DIRECTIVE: Report every line in the entries below that contains the word "holding".

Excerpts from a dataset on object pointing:
** Begin **
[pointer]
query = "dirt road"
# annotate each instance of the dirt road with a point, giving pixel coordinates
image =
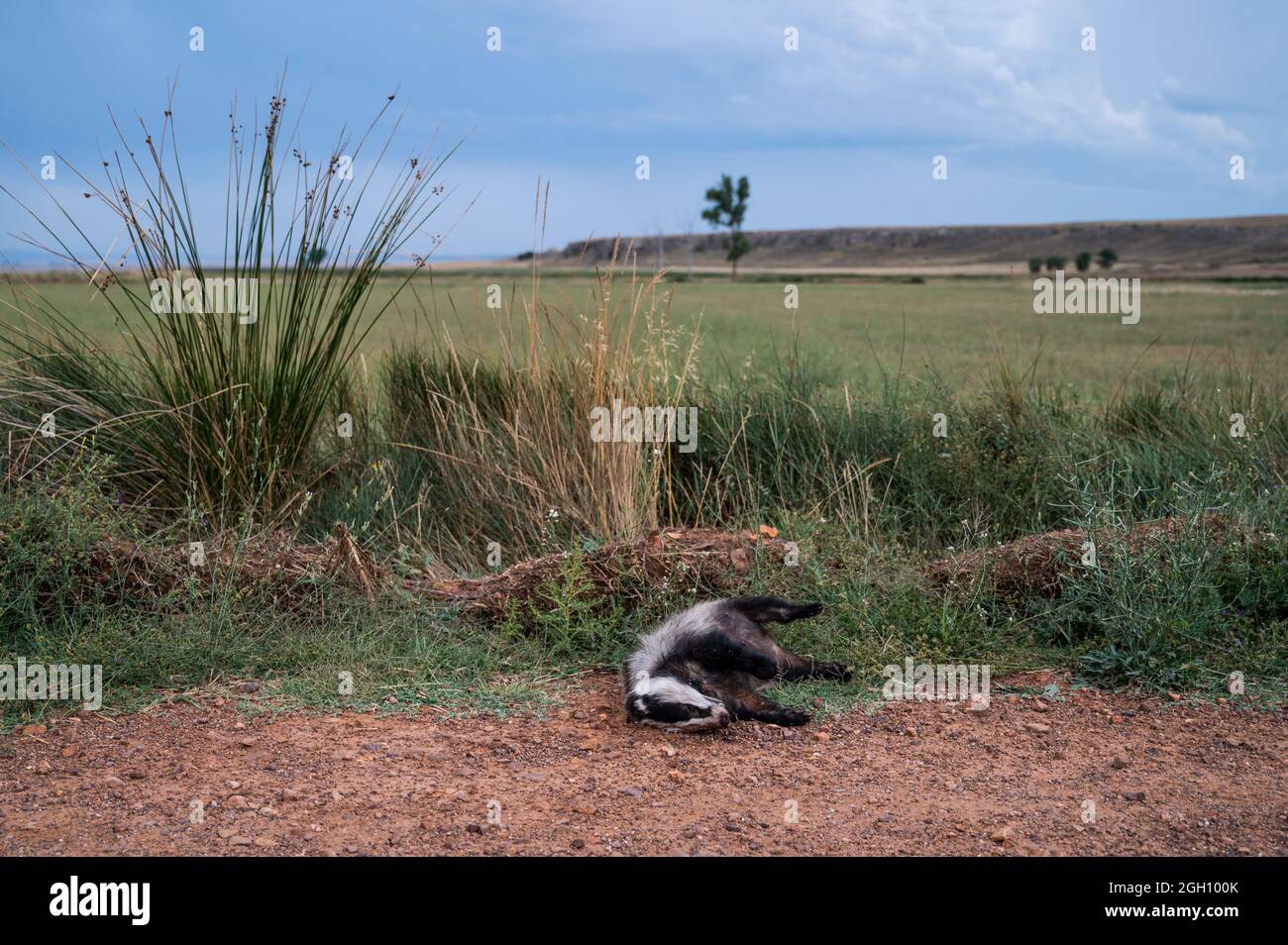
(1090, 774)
** End **
** Begin **
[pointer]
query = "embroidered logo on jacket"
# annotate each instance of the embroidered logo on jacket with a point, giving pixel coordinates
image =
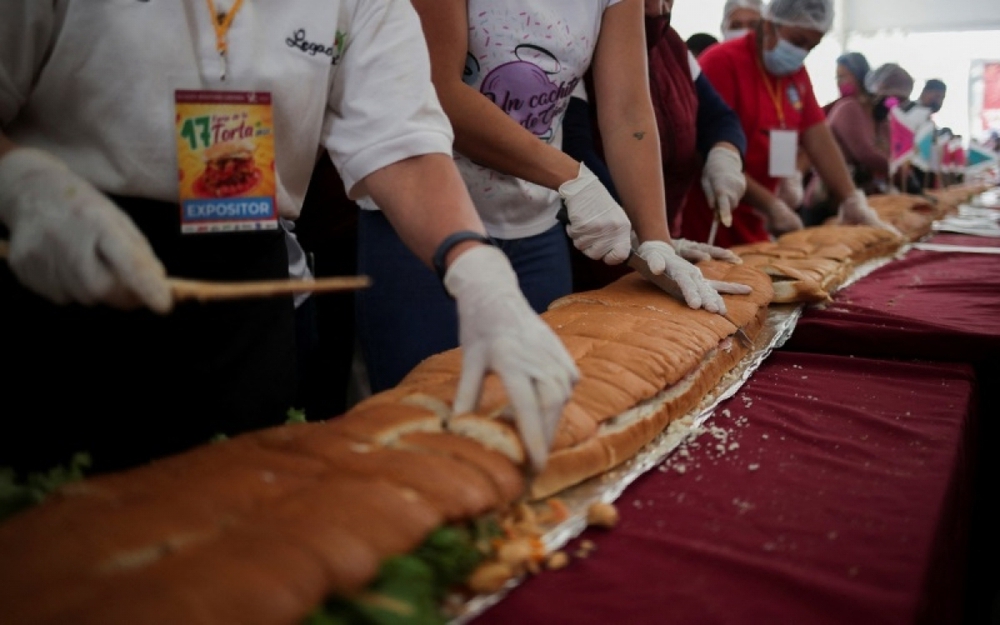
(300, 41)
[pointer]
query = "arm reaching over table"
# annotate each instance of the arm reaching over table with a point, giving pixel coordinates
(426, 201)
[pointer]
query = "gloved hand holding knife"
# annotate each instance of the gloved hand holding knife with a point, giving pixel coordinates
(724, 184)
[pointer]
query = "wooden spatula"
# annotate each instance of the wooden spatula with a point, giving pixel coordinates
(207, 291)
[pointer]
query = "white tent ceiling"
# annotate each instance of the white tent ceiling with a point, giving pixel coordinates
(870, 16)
** End **
SOLUTION TO THIS TASK:
query = "gloved hand holding knife"
# annotate each instance of the gloved hand holding knife with a point, giving pixel coordinates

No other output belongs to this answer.